• [REQUIREMENTS]:
a – List every communication channel that the job-hunting article below names when it describes "this impersonal age."
b – Condense the paragraph of the job-hunting article below that begins "He sent me a resume" into one shorter sentence that keeps its main facts.

• [READING PASSAGE]:
* * *
It’s a fact: the best jobs attract loads of competition. So it pays to do whatever you can to stand out as a persistent, creative candidate, one that any sane employer would love to hire.
But how can you do that, in this impersonal age of email, chat rooms and mega job sites?
Easy. Just do what has worked for others.
Here are 3 mini case studies from job hunters who got hired by creatively persisting and going after the positions they really wanted.
How can you emulate them?
1) Follow up creatively and get them talking
“I remember one job seeker trying to transition from geologist into a position as a copywriter in an advertising agency,” recalls Elizabeth Laukka, National Recruiter for Wells Fargo Home Mortgage in Minneapolis.
“He sent me a resume and work portfolio, then a few days later sent a follow-up note with a stone attached, that read: ‘I am tired of being taken for granite in my current industry,’” says Laukka.
* * *
• [PROVIDED RECORDS]:

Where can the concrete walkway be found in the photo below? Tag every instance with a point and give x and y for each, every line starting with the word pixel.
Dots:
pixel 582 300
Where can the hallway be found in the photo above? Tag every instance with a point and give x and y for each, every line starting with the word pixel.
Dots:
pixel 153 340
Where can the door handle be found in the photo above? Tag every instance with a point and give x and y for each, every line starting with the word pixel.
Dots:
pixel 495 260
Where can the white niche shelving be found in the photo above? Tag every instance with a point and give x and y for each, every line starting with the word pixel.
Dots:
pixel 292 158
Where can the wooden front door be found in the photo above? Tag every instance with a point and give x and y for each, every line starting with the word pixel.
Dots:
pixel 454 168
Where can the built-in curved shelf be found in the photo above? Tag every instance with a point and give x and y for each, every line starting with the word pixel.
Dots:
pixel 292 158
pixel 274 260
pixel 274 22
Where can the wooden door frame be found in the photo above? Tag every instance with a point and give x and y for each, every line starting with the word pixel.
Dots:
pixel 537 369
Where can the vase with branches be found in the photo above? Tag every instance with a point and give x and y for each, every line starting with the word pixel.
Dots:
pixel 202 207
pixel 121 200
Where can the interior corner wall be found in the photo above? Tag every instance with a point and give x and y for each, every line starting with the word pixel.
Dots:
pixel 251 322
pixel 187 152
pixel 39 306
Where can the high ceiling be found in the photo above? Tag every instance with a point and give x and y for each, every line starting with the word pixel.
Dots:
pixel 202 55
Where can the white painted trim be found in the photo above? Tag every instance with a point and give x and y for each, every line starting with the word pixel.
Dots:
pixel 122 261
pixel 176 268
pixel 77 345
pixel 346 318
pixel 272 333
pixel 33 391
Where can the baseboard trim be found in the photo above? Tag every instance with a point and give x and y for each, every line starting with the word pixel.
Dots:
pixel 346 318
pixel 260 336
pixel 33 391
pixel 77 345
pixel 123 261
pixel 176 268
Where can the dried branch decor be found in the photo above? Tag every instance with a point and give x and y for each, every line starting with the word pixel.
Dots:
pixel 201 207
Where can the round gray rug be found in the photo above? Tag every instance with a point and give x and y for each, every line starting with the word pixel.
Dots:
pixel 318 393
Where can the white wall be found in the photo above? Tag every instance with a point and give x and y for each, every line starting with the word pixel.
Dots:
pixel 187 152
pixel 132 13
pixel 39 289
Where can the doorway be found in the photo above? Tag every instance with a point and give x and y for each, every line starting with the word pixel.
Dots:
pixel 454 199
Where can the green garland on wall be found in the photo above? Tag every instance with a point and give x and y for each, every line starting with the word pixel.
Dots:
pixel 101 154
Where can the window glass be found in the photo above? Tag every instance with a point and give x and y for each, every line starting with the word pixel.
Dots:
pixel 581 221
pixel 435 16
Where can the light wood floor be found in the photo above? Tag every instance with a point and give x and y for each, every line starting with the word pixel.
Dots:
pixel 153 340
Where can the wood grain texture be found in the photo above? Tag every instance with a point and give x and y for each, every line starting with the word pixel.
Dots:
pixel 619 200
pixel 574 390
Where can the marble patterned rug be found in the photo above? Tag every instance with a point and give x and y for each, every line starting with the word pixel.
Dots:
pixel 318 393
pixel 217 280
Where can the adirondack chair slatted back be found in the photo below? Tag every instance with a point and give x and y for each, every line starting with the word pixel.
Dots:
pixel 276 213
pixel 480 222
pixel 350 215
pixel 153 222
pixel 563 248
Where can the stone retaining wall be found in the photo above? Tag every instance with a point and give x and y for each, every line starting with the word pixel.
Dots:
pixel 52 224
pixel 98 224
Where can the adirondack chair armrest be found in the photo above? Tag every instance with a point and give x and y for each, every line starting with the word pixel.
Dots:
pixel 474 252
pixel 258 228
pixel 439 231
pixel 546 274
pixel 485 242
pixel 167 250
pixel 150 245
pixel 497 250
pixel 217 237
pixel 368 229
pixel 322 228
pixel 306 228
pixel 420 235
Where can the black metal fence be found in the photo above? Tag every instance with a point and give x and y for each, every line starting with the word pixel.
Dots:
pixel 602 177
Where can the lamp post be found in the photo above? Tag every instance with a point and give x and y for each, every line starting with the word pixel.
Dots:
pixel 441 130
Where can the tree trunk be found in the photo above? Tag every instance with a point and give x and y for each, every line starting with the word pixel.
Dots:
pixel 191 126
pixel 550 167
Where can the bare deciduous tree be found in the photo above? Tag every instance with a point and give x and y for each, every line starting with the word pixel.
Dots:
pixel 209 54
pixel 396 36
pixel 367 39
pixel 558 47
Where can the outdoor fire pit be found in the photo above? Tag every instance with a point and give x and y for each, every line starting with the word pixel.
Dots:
* * *
• [PER-TASK ANSWERS]:
a –
- Email
- Chat rooms
- Mega job sites

b – The job seeker sent Laukka a resume and work portfolio, then a few days later a follow-up note with a stone attached that read: "I am tired of being taken for granite in my current industry."